**Exercise instructions**
The result should be the lines from the one holding "For this dataset, tag each instance of the wet nose" to the final line of the records, retyped exactly.
-- Opening Marker --
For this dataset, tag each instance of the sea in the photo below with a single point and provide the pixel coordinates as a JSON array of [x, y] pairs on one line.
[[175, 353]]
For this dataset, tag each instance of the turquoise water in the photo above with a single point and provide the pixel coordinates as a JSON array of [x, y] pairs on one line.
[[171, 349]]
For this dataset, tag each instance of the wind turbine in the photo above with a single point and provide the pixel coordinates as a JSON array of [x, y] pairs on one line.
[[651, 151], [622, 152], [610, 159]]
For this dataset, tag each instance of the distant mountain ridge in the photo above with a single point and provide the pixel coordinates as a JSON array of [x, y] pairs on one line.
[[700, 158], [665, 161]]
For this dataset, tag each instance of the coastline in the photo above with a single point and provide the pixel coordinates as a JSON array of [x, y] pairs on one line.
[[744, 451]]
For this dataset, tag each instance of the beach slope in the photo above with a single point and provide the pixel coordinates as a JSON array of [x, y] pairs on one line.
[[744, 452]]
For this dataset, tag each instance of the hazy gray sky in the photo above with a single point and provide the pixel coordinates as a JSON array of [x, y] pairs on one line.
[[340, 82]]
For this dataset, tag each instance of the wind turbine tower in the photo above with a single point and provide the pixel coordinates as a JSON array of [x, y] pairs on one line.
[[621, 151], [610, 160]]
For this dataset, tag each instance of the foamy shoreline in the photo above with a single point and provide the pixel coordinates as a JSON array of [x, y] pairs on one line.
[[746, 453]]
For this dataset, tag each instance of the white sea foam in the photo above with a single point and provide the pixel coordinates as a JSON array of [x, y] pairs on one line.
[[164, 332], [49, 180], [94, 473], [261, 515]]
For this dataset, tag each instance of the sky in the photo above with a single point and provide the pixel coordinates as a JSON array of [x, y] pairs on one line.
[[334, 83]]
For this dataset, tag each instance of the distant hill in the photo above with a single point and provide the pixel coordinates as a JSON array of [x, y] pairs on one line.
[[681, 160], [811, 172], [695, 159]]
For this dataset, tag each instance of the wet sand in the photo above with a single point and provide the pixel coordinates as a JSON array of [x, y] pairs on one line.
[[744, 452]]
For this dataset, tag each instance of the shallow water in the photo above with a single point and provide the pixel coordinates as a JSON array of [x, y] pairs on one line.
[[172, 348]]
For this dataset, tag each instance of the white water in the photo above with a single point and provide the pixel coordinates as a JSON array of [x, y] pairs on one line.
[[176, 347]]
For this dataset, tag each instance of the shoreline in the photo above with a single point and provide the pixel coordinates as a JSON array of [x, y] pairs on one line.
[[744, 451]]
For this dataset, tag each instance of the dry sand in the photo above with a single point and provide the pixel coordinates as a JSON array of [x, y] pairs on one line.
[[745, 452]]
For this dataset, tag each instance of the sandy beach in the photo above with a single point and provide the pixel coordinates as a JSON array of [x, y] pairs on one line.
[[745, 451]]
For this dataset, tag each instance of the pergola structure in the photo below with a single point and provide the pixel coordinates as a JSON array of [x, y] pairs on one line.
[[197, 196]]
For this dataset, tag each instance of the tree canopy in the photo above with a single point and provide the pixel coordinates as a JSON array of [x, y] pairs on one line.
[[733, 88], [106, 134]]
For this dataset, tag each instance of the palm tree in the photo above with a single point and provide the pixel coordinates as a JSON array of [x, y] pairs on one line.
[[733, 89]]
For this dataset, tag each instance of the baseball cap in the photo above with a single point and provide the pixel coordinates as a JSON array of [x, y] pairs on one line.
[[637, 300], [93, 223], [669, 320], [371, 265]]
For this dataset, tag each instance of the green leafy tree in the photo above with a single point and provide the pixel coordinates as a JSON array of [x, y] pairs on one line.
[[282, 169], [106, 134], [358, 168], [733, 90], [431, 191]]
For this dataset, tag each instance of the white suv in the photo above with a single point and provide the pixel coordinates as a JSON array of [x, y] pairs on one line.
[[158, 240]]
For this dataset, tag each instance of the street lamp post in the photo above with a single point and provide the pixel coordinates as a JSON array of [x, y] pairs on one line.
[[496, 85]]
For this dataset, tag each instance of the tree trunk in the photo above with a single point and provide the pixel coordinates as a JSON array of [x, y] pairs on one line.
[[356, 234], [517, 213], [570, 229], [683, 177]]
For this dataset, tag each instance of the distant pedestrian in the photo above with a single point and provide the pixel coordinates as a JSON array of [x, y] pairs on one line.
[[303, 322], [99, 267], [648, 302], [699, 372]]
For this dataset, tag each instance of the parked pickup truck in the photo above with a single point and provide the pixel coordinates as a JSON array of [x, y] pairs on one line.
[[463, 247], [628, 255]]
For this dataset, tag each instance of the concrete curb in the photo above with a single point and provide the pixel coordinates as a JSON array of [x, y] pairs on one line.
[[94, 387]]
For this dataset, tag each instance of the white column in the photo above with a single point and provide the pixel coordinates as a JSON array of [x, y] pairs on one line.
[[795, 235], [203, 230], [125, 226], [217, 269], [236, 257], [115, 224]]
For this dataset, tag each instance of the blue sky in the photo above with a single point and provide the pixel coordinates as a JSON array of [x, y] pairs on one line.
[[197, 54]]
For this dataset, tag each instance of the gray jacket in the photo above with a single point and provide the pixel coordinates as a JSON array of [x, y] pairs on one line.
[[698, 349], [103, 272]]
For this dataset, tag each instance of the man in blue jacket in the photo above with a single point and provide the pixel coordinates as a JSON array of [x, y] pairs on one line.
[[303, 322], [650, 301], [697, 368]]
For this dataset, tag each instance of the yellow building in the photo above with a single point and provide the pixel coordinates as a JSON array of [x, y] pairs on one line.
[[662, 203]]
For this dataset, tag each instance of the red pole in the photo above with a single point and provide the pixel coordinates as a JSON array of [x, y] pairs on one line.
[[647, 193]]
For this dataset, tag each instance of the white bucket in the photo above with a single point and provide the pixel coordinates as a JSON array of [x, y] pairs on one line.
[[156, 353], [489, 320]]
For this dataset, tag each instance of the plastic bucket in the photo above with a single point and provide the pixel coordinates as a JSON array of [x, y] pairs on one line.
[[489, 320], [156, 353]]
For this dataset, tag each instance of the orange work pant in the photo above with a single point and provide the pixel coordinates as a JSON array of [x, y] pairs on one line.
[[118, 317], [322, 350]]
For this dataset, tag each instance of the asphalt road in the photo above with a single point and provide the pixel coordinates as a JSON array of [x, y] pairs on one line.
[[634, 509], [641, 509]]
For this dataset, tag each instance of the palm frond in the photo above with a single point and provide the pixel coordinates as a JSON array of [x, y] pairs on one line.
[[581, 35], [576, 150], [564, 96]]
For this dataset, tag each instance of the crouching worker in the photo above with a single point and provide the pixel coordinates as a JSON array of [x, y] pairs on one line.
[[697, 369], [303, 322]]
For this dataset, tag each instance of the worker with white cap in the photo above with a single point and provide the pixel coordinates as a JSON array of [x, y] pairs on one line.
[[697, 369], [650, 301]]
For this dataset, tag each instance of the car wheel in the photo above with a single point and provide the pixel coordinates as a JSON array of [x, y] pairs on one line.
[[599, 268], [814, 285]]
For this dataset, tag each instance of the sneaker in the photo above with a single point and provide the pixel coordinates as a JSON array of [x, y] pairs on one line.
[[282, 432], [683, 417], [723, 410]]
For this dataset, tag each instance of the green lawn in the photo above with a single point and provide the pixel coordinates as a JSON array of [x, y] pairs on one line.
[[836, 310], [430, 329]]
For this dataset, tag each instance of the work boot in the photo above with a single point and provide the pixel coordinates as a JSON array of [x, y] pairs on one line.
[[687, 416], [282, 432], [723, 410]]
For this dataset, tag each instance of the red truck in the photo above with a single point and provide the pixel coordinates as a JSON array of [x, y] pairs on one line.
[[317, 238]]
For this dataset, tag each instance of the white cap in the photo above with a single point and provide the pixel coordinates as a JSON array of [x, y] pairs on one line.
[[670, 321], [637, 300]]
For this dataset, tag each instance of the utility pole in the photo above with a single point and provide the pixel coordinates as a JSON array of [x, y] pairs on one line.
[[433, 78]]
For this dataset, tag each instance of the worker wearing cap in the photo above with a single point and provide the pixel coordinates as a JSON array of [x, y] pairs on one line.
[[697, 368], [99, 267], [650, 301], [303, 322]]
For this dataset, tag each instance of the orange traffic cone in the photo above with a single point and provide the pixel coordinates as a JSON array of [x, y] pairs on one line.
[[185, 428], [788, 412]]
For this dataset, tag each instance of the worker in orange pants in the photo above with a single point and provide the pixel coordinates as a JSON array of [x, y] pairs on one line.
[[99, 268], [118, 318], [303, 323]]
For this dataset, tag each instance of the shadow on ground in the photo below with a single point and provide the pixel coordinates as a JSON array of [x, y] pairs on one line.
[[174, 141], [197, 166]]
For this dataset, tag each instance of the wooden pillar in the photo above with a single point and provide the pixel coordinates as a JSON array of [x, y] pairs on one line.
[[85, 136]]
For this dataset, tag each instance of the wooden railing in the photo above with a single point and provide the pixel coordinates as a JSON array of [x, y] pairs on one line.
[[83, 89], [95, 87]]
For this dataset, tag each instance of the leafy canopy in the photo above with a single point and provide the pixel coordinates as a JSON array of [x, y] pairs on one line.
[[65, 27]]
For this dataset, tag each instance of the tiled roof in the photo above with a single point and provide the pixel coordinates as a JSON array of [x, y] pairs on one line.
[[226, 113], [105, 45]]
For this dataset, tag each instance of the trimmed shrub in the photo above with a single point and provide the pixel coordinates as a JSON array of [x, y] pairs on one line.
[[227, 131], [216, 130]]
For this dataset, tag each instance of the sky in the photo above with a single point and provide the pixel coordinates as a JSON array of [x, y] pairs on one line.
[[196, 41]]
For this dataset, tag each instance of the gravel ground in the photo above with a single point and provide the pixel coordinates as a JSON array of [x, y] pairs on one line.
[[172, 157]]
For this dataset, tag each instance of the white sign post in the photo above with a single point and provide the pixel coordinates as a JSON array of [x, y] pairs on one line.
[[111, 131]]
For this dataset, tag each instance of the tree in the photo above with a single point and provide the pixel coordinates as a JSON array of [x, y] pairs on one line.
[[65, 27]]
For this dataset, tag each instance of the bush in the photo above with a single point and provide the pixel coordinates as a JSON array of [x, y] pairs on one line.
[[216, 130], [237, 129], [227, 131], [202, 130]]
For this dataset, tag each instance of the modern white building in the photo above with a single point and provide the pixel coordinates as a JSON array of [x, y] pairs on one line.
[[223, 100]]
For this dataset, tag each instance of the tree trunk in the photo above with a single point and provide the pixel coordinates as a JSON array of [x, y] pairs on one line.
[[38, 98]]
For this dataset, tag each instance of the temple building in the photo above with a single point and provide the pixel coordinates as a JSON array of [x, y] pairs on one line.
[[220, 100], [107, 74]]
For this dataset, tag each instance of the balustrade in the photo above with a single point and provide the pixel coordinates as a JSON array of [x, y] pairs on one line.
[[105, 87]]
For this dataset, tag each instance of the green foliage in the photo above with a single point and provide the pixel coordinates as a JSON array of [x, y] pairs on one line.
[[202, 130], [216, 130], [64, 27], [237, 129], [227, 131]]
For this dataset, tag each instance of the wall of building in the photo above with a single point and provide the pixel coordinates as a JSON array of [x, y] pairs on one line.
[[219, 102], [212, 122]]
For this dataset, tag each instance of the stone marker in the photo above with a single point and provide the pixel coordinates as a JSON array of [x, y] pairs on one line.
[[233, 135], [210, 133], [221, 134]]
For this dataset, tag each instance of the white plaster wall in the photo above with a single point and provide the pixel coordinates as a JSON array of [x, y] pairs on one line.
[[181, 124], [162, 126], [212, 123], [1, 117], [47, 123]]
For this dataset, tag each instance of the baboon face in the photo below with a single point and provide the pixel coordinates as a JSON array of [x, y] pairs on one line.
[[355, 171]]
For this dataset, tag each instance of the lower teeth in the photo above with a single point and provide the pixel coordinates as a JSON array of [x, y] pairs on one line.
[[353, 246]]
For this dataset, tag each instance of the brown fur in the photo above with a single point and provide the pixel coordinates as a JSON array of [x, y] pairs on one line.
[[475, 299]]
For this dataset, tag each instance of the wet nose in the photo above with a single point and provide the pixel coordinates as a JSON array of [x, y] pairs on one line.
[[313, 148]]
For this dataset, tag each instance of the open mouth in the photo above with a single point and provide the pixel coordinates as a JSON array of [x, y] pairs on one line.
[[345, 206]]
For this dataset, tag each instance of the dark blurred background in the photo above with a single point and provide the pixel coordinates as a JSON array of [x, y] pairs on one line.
-- Closing Marker --
**Output for this task**
For this dataset, tag each instance of the wet nose in the photo above with a single point and provide the pixel coordinates as a JSON array of [x, y] pairs on one line.
[[313, 148]]
For this dataset, tag each instance of the open mouth in the photo above with a single point and provide the pixel coordinates as a JSON array of [x, y] pairs on one line.
[[345, 206]]
For this dataset, tag each instance of the dark blurred background in the photo above with a single point and provide the pixel coordinates as a JSON array of [x, y] pairs on one line.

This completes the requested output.